What is asked:
Copy out the material below with "bounding box" renamed to "box coordinates" wherever it occurs. Keep every other word and line the same.

Stored items
━━━━━━━━━━━━━━━━
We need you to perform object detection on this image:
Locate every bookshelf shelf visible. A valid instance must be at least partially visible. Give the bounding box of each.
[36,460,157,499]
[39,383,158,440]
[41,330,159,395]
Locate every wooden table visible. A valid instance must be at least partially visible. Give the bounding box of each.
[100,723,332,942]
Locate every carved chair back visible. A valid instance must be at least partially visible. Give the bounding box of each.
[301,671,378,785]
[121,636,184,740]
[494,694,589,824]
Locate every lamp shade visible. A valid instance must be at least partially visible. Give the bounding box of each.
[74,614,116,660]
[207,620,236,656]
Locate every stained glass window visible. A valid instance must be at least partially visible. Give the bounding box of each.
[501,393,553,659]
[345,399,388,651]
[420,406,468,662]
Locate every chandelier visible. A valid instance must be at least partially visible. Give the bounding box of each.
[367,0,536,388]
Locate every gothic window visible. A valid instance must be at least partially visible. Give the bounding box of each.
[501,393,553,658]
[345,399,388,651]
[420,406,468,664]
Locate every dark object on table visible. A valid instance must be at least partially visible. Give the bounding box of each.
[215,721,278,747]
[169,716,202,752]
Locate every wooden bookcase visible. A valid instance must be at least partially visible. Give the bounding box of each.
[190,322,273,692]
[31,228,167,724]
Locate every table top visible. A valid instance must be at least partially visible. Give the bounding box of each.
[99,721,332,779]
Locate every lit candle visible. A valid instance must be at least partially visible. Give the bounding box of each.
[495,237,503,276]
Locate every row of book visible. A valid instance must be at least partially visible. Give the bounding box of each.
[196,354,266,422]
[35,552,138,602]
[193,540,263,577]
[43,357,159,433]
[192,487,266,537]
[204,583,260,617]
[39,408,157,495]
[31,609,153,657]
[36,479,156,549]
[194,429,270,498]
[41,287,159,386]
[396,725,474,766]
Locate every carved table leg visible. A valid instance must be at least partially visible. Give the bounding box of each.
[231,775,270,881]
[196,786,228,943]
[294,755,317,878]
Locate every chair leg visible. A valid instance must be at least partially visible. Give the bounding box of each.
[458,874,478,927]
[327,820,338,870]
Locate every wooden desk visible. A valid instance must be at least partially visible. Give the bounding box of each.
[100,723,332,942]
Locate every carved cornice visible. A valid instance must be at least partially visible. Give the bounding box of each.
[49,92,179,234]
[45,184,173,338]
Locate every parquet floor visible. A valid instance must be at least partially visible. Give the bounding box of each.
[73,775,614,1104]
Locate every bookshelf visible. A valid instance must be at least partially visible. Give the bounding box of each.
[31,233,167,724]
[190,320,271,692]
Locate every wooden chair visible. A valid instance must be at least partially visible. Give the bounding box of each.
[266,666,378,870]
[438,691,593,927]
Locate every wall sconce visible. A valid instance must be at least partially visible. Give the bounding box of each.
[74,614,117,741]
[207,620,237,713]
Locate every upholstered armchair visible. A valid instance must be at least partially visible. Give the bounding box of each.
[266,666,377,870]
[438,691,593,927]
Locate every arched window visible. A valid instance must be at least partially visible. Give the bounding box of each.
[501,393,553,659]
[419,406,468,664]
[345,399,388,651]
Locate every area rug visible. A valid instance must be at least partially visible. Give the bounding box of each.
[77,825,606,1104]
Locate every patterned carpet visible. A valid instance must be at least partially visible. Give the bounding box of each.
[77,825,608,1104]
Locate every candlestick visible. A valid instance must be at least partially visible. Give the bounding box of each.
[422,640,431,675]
━━━━━━━━━━━━━━━━
Right answer:
We need you to perform object detection on this image:
Locate every bookshelf shelf visible. A valid instance must be at least partially visible. Give the box coordinates of each.
[36,460,157,499]
[39,383,158,440]
[41,330,159,395]
Locate every wooden table visible. A valid instance must be at least partially visible. Give the box coordinates of each.
[100,723,332,942]
Locate every carved chair back visible. A valid instance must be at least partially visible. Give the box coordinates of each.
[301,671,378,785]
[121,636,184,740]
[494,694,589,824]
Locate every lamp shade visible. A valid instance must be at least partially visible. Give the box coordinates of each.
[74,614,116,660]
[207,620,236,656]
Locate every stained glass window visible. A valid instance must be at least partially visible. Give the box coordinates of each.
[501,393,553,659]
[345,399,388,651]
[420,406,468,662]
Locate every chandelier visible. A valid instance must be at least partially visible. Give the box coordinates of each.
[367,0,536,388]
Locate every gothic window visible. A valid instance must be at least partially visible. Give the box coordinates of each.
[501,393,553,658]
[345,399,388,651]
[420,406,468,664]
Locate every dark object on table visible. A valid instance must be at least partially visible. Give the box coordinates of each.
[215,721,278,747]
[169,716,202,752]
Locate every wooden bookcase visible. A valid instance must be at least partially visible. Give the box coordinates of each.
[190,322,273,692]
[31,228,167,724]
Locate every table top visible. A valid instance must be at least partially visible. Give the box coordinates of each.
[99,721,332,779]
Locate every lit candle visible. A valid instance must be at least partially visible. Give the box coordinates of each.
[495,237,503,276]
Locate every row of book visible. A valid instance must be at least partially visible. Give the box coordinates of each.
[196,354,266,422]
[35,552,138,602]
[193,540,263,577]
[43,357,159,433]
[192,487,266,537]
[204,583,260,617]
[39,408,157,495]
[31,609,153,657]
[36,479,156,549]
[194,429,270,498]
[41,287,159,386]
[396,725,474,766]
Locate every carved table leg visible. A valid instance must be at least partially visible. Give the box coordinates of each.
[231,775,270,881]
[196,786,228,943]
[294,755,317,878]
Locate every chair leg visible. A valid instance must be at least partially visible. Give the box coordinates of each.
[458,874,478,927]
[327,820,338,870]
Locate every wooden desk visible. A valid instance must be at least partially visible. Give the box coordinates of each.
[100,723,332,942]
Locate every carved cornice visible. A valid instance must be at least partially visible. Give the box coordinates of each.
[49,92,179,234]
[45,184,173,338]
Locate every parquet floor visible. A valid instance must be at least partially visible. Give the box coordinates of each.
[73,775,614,1104]
Locate every bookshelf visible. A valid instance must be at least partially visible. Give the box coordinates of each.
[31,233,167,724]
[190,320,271,692]
Locate every wooden chair visible. A valid instance must be at least partially visible. Give the box coordinates of each.
[266,666,378,870]
[438,691,593,927]
Locate every wall sconce visible. A valid instance must be at least partially visible. Give the box coordinates of each.
[74,614,117,741]
[207,620,237,713]
Locate every upholstered armchair visible. A valid instance must be at least partially visible. Give the box coordinates of each.
[266,666,377,870]
[438,691,593,927]
Locate every arched window visible. A valid instance must be at least partially visible. Give the box coordinates of each.
[501,393,553,659]
[419,406,468,664]
[345,399,388,651]
Locate every area rug visible. A valid instance must be at least partially visible. Give the box coordinates of each.
[77,825,606,1104]
Locate every patterned carpet visible. A valid instance must be at least partially visible. Give the box coordinates of each.
[77,825,608,1104]
Locate every candlestick visible. A valid instance must be at least partially visible. Give the box coordinates of each.
[422,640,431,675]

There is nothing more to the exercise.